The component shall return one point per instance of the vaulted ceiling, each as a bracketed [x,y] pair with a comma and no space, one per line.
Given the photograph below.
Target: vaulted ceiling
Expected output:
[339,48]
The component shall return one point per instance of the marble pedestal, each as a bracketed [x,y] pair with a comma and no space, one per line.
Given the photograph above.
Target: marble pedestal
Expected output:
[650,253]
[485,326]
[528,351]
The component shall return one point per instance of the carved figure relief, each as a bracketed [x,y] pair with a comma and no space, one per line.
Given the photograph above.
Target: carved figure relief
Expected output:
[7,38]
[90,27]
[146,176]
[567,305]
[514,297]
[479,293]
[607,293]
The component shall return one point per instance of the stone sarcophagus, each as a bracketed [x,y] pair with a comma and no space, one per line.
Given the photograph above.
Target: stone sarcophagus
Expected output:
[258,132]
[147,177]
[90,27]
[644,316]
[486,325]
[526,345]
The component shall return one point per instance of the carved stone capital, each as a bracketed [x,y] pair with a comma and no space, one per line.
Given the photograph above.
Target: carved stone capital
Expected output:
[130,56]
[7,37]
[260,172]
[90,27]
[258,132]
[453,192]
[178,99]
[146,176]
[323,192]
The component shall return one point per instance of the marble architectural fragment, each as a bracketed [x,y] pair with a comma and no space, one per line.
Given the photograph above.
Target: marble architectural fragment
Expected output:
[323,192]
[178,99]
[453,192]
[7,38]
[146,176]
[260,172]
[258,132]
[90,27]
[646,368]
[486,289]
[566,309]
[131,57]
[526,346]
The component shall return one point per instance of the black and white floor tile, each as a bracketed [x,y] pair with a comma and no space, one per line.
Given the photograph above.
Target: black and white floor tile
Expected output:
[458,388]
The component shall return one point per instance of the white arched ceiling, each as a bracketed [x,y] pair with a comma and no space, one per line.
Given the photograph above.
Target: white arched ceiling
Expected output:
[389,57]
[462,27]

________________________________________

Your goal ::
Search the records line by line for the word "architectural" and copy every line where it appears.

Answer section ::
The component shall return one point per instance of the marble architectural fragment, each as a bracketed [x,y] pair with a comma and no space, one per line.
Target: marble architectural fragment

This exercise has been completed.